When World War I broke out Harold joined the Student Army Training Corps, and was pulled out of school for active duty in coastal defense at San Pedro, Calif. “Then the flu bug came along and closed all the schools … I never did finish. I came back here in 1919 and went to work in the railroad shops.”
In 1920 Mayme Stocker opened the Northern Club, which would become a landmark on Fremont Street. Ostensibly a soft-drink emporium, its real mission was betrayed by its name. Virtually every town born during Nevada’s mining booms of the early 20th century had a Northern Saloon, and some of them still do. The name was supposed to appeal to veterans of the earlier gold rushes to the Yukon and Alaska.
Mayme Stocker was the original licensee, explained Harold, “because railroad men weren’t supposed to have anything to do with things like that.” Oscar and all three of his sons were connected with the railroad or aspired to be, since the railroad was the main local employer.

+++

→ **Exercise requirements**:
**1)** Answer these from the passage about Harold and the Northern Club:
(a) Where was Harold sent for active duty in coastal defense?
(b) In what year did Mayme Stocker open the Northern Club?
(c) According to Harold, why was Mayme Stocker the original licensee?
**2)** Continue the passage about Harold and the Northern Club, picking up after its final sentence.
The records that come next are separate material and have nothing to do with the passage about Harold and the Northern Club.

→ **Provided records**:
+++

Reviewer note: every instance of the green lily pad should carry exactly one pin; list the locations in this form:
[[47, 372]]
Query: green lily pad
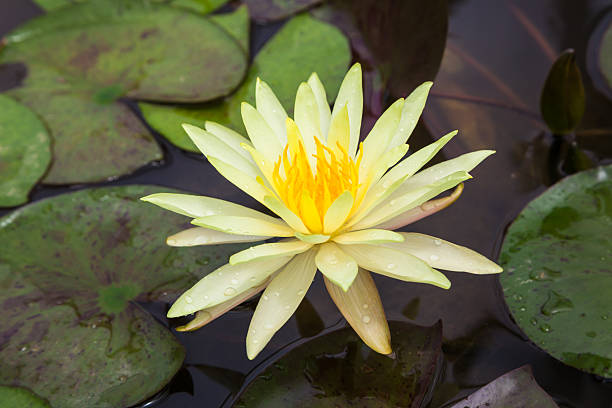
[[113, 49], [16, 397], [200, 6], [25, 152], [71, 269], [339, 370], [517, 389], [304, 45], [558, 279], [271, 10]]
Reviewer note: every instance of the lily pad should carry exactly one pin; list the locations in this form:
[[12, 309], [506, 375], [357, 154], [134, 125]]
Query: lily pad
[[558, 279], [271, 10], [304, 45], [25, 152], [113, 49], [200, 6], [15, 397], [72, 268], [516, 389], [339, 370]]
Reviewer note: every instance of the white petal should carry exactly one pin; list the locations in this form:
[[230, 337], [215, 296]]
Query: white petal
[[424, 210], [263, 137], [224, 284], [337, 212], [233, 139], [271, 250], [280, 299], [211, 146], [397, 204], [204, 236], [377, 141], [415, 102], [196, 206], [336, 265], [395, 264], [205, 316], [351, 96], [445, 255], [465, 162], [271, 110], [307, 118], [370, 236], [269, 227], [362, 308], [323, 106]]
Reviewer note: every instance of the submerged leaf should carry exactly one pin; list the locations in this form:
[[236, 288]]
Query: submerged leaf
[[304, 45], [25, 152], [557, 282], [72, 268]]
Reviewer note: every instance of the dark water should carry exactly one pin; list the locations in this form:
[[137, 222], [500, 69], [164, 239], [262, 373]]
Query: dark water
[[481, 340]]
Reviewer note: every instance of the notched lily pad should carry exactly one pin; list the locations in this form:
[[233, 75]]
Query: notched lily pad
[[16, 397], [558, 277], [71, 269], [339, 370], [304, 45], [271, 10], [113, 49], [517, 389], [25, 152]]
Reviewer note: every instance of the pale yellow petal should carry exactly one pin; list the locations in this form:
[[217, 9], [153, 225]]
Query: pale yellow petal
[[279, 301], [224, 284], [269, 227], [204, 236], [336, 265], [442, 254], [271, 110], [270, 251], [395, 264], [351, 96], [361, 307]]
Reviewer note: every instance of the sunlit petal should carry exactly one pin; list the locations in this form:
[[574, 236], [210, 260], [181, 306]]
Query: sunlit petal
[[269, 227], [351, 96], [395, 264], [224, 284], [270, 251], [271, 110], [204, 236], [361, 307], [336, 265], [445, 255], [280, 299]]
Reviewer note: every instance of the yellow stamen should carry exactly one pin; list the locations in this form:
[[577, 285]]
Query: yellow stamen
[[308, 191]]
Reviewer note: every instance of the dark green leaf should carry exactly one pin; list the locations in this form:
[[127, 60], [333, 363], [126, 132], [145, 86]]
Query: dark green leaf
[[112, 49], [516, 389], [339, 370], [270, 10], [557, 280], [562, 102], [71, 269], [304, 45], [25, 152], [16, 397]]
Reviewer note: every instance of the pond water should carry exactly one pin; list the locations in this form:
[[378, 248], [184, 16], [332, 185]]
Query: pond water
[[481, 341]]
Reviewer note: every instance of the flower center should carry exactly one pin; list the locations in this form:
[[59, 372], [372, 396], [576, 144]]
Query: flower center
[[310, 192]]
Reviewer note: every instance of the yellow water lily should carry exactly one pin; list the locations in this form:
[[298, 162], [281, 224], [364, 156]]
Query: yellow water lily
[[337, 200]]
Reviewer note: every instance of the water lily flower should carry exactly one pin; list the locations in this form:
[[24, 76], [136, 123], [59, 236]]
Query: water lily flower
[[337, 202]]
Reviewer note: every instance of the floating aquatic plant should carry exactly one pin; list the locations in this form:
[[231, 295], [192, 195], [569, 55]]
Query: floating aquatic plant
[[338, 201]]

+++

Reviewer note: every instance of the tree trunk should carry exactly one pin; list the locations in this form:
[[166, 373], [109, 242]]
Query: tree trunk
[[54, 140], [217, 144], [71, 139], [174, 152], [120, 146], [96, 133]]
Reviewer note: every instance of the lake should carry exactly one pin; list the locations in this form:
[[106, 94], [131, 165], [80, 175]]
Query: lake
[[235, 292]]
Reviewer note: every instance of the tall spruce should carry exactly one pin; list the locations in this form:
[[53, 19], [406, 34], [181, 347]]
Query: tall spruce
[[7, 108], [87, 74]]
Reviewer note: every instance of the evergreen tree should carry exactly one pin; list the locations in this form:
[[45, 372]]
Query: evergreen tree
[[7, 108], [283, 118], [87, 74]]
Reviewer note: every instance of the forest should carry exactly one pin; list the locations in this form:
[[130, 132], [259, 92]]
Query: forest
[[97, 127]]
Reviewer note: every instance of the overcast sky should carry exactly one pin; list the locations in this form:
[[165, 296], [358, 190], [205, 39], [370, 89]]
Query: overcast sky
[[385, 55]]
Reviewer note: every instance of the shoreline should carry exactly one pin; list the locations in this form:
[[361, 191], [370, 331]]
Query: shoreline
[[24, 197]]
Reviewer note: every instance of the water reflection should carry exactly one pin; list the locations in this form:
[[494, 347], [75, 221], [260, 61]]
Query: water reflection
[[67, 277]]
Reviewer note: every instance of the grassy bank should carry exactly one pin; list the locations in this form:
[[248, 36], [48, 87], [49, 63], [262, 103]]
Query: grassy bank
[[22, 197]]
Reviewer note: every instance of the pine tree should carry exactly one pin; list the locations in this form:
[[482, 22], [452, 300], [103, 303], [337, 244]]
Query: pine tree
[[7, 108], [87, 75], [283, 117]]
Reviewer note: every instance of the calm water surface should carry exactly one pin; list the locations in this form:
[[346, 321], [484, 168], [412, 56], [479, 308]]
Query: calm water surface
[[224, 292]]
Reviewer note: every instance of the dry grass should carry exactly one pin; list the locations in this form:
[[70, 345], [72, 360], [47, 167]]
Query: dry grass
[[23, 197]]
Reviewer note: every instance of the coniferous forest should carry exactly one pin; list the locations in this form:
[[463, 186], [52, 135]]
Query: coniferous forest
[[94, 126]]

+++

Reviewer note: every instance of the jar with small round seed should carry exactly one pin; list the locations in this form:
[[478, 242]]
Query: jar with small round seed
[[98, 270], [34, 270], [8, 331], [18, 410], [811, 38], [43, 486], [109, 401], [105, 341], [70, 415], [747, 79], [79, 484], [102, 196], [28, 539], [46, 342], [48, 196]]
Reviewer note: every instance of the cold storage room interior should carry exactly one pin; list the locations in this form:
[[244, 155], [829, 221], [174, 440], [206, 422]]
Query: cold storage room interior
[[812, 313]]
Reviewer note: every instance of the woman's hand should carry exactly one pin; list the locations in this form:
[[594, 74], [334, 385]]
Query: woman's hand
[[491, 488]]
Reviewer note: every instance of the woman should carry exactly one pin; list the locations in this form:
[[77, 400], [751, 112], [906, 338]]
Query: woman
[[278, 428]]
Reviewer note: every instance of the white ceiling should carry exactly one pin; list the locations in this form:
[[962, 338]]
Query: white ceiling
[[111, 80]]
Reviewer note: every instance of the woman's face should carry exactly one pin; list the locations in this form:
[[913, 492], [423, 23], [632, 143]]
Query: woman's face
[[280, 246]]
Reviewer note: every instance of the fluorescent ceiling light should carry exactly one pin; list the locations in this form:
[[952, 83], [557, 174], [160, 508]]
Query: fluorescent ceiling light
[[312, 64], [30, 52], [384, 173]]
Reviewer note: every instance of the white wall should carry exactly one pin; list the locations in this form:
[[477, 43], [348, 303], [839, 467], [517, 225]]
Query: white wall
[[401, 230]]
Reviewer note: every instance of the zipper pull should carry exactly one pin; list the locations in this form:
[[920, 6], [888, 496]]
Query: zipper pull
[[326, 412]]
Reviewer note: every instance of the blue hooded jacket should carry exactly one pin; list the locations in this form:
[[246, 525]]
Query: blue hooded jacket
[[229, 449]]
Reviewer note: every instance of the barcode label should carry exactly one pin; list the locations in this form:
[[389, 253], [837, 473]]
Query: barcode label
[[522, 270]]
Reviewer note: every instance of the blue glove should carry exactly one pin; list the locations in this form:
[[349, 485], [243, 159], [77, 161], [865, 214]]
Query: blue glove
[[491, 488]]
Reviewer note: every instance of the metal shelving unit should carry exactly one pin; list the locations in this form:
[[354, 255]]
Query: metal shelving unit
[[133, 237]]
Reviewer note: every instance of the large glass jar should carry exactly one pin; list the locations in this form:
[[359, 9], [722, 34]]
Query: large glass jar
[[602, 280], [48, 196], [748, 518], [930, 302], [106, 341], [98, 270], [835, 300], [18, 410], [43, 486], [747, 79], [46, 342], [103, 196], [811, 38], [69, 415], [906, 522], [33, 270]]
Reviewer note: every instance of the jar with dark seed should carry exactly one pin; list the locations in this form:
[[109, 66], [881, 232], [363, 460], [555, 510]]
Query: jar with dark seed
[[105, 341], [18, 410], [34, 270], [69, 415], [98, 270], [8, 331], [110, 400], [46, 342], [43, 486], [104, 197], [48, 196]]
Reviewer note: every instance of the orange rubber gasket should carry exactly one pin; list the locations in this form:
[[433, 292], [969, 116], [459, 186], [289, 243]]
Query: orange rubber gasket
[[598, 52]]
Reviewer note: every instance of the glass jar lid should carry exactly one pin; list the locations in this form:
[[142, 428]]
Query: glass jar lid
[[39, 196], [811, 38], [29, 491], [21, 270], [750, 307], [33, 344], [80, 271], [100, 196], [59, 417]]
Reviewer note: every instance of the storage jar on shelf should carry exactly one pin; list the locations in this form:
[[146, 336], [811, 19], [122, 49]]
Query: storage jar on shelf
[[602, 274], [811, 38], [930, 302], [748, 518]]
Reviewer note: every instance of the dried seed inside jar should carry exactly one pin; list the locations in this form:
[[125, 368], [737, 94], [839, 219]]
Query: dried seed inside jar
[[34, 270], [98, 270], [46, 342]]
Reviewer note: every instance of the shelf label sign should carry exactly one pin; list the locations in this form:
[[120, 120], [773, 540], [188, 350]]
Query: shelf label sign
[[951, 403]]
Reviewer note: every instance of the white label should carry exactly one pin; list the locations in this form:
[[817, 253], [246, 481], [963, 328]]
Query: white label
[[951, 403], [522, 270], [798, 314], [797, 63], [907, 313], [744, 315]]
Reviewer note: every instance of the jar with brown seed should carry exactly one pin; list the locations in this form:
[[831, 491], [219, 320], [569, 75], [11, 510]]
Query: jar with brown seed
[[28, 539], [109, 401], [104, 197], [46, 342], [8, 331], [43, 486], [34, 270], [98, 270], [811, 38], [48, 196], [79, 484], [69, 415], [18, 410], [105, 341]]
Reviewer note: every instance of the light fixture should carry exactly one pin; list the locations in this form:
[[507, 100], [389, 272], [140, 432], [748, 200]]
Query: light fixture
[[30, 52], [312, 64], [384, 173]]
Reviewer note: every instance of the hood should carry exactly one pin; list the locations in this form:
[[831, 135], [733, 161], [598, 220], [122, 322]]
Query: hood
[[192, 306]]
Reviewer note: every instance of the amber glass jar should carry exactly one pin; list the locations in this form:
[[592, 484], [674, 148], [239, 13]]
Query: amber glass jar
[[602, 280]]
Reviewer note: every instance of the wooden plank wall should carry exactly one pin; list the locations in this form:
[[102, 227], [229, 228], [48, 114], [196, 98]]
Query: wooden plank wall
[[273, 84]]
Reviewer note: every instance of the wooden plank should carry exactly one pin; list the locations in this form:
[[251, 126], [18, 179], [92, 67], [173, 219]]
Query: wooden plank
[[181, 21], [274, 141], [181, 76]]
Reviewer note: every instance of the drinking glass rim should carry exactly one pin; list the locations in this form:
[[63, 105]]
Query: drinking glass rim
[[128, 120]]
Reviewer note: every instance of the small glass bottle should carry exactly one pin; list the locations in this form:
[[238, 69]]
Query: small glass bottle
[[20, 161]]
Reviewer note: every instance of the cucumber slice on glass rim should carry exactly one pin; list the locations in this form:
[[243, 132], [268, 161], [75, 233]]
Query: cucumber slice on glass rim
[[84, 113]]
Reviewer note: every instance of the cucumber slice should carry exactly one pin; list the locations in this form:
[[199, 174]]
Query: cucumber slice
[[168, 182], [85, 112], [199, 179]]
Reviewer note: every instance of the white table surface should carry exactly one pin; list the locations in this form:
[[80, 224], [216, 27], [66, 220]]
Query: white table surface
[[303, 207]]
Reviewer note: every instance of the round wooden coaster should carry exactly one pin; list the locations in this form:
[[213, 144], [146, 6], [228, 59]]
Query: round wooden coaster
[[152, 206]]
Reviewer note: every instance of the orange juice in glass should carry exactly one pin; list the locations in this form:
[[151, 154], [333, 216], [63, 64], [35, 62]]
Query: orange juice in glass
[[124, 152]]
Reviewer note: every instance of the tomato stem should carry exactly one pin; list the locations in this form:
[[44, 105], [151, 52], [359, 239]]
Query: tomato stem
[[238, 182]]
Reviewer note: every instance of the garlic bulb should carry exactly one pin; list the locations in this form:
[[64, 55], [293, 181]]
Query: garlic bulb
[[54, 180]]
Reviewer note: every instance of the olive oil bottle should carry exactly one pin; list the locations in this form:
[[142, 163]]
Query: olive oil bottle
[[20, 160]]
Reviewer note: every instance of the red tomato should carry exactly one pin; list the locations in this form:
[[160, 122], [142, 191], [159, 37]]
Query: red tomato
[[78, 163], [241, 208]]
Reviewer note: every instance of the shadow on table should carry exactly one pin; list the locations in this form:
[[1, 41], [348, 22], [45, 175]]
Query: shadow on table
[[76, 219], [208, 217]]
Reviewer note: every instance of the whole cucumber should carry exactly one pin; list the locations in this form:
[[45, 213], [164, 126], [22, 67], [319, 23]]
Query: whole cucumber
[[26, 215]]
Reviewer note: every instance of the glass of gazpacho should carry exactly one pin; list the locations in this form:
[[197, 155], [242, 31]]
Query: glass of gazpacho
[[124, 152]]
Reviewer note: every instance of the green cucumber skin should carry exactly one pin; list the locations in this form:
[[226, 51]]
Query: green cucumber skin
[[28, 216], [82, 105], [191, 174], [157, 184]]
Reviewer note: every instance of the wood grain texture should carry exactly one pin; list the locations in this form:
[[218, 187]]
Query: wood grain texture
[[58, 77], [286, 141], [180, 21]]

+++

→ **Expected responses**:
**1)**
(a) San Pedro, Calif.
(b) 1920
(c) Because railroad men weren't supposed to have anything to do with things like that.

**2)**
But Harold was part of the Northern from the start, and according to him, so was gambling. “She told me to come in and work because I knew how to deal, from Tijuana. There was hardly anybody who knew how in those days.” The Northern was a respectable place, but Harold also invested in some of the sawdust joints of Block 16. Some of these were only bars, while some were gambling houses and de facto brothels. (Harold said the usual arrangement was to rent rooms to attractive women, who did whatever they wanted in the rooms. The usual mode of getting acquainted was to buy the lass a drink, which contained no alcohol. The woman and the bar split the 50-cent proceeds from her drink, and that was the only profit the establishment made from her business.)
Although legal gambling is usually considered to date from 1931, said Harold, five games were legal in the 1920s — stud, draw and lowball poker, “500,” and bridge. No other games were then offered in Las Vegas, he said. “We had a tough sheriff then, Sam Gay. You could do it if it was in the book, and if it wasn’t, you couldn’t. I never gave anybody bribes but Sam couldn’t be bought anyway; he wouldn’t take a nickel from Jesus Christ.
“Sam Gay was against everything but whiskey … That was up to the federal government, and Sam left it to them.”
Percy Nash, Las Vegas’ chief of police, was not so easy to deal with. “I used to keep only one bottle of whiskey behind the bar, and that was in my pocket,” remembered Harold. “I could get rid of it quick, and if the prohis did catch me, they could get me for possession, but not for sale. Well, one day Percy Nash said he was going to jump over the bar and grab my bottle.
“I told him, ‘Percy, I got a .45, and if you jump that bar I’ll put one in your belly.’ ”
Percy Nash didn’t jump.
Harold Stocker was a law-and-order Republican, but figured that Nash, a local officer, had no business enforcing a federal law.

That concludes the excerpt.